Stated problem »
In the passage on removing duplicate sequences with a dictionary, reproduce the text verbatim from "a = 'AAAAAACCCCCCCCCCCCTTTTTTTTTTCCCCCCCCAAAAAA'" to "ones you're after)".

Passage to read »
A simple approach is to use a dictionary with a key made out of the sections you want to compare. Each new instance will simply overwrite the last one and you'll save unique instances. For the examples you give:

a = 'AAAAAACCCCCCCCCCCCTTTTTTTTTTCCCCCCCCAAAAAA'    #Start by comparing to this line
b = 'AAAAAACCCAAACCCCCCTTTTTTTTTTCCCCCCCCAAAAAA'    #1-6, 19-28, 37-42 are same, so delete
c = 'AAAAAACCCCCCCCCCCCTTTTTTTTTTCCCAAACCAAAAAA'    #1-6, 19-28, 37-42 are same, so delete
d = 'TTTTTTCCCCCCCCCCCCTTTTTTTTTTCCCCCCCCAAAAAA'    #1-6 and 36-42 are same but 37-42 are different so keep
save_dict = {}
for fastq in (a,b,c,d):
    save_dict['%s%s%s' % (fastq[:6], fastq[19:28], fastq[37:42])] = fastq

ends up with save_dict containing

{'AAAAAACTTTTTTTTTCAAAAA': 'AAAAAACCCCCCCCCCCCTTTTTTTTTTCCCAAACCAAAAAA',
 'TTTTTTCTTTTTTTTTCAAAAA': 'TTTTTTCCCCCCCCCCCCTTTTTTTTTTCCCCCCCCAAAAAA'}

(Check the indexes, I may have not included the ones you're after)

(Pointing entries for labeled objects)
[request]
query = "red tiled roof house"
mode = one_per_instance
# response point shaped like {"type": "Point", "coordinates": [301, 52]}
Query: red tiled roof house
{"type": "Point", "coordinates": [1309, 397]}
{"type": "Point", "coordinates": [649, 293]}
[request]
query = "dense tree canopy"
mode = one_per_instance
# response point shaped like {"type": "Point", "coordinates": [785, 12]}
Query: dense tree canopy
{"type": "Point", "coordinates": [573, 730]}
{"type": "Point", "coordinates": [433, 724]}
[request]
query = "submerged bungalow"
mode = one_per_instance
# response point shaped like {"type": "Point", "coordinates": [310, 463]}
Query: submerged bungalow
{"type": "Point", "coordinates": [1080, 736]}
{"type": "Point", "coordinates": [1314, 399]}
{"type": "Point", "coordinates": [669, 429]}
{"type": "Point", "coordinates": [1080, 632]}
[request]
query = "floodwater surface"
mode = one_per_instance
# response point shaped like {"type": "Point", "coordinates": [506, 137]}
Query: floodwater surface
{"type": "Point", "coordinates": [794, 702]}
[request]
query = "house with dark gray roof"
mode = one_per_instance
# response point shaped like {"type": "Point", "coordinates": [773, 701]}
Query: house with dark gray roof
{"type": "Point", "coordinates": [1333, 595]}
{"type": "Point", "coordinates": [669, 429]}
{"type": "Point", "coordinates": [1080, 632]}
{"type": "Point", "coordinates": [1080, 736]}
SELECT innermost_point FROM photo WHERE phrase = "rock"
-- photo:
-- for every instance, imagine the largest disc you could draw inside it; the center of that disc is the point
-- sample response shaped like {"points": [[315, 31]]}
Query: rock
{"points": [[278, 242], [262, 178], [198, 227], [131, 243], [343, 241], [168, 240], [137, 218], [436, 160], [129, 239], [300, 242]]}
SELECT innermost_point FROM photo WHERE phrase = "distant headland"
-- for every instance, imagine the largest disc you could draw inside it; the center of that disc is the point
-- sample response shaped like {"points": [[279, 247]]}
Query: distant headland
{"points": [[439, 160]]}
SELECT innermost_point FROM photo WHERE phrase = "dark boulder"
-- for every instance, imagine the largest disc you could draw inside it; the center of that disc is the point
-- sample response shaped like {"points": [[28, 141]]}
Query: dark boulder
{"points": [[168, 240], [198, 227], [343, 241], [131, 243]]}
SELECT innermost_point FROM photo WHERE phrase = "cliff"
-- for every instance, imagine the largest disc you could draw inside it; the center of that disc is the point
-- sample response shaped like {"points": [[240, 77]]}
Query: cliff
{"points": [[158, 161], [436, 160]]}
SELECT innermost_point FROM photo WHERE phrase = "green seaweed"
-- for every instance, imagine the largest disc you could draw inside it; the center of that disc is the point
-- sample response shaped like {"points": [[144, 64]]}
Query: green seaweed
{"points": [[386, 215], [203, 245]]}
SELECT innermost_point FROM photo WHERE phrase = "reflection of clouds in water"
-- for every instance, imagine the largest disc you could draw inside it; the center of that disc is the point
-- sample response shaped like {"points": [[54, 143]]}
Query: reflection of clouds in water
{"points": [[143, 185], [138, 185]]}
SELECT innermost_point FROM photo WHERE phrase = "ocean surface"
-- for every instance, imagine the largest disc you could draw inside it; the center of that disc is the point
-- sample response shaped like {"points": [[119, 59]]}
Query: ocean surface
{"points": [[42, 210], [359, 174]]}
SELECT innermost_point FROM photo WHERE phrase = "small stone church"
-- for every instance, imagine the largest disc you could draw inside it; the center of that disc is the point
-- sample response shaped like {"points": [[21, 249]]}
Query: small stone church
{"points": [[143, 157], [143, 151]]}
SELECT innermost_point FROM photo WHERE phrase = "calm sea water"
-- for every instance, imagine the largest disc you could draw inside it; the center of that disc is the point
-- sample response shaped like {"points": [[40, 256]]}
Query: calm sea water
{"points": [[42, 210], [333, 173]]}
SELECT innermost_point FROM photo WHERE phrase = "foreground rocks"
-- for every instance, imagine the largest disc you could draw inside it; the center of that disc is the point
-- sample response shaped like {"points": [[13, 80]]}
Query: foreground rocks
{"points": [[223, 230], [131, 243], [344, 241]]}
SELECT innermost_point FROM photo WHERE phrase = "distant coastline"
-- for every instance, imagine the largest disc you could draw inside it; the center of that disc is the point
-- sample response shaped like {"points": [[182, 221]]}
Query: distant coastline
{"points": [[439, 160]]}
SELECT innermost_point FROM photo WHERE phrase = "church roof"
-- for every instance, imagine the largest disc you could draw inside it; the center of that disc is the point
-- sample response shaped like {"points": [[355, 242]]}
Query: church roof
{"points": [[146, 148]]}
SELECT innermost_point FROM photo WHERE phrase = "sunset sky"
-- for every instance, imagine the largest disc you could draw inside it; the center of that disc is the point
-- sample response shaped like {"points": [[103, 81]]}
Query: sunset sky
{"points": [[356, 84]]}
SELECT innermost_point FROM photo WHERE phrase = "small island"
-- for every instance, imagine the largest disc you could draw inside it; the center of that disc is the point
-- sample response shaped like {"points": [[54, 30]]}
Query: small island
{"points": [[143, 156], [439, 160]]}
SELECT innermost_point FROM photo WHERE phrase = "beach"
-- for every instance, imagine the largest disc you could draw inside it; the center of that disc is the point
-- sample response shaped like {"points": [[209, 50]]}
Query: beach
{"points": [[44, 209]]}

Correct response »
a = 'AAAAAACCCCCCCCCCCCTTTTTTTTTTCCCCCCCCAAAAAA'    #Start by comparing to this line
b = 'AAAAAACCCAAACCCCCCTTTTTTTTTTCCCCCCCCAAAAAA'    #1-6, 19-28, 37-42 are same, so delete
c = 'AAAAAACCCCCCCCCCCCTTTTTTTTTTCCCAAACCAAAAAA'    #1-6, 19-28, 37-42 are same, so delete
d = 'TTTTTTCCCCCCCCCCCCTTTTTTTTTTCCCCCCCCAAAAAA'    #1-6 and 36-42 are same but 37-42 are different so keep
save_dict = {}
for fastq in (a,b,c,d):
    save_dict['%s%s%s' % (fastq[:6], fastq[19:28], fastq[37:42])] = fastq

ends up with save_dict containing

{'AAAAAACTTTTTTTTTCAAAAA': 'AAAAAACCCCCCCCCCCCTTTTTTTTTTCCCAAACCAAAAAA',
 'TTTTTTCTTTTTTTTTCAAAAA': 'TTTTTTCCCCCCCCCCCCTTTTTTTTTTCCCCCCCCAAAAAA'}

(Check the indexes, I may have not included the ones you're after)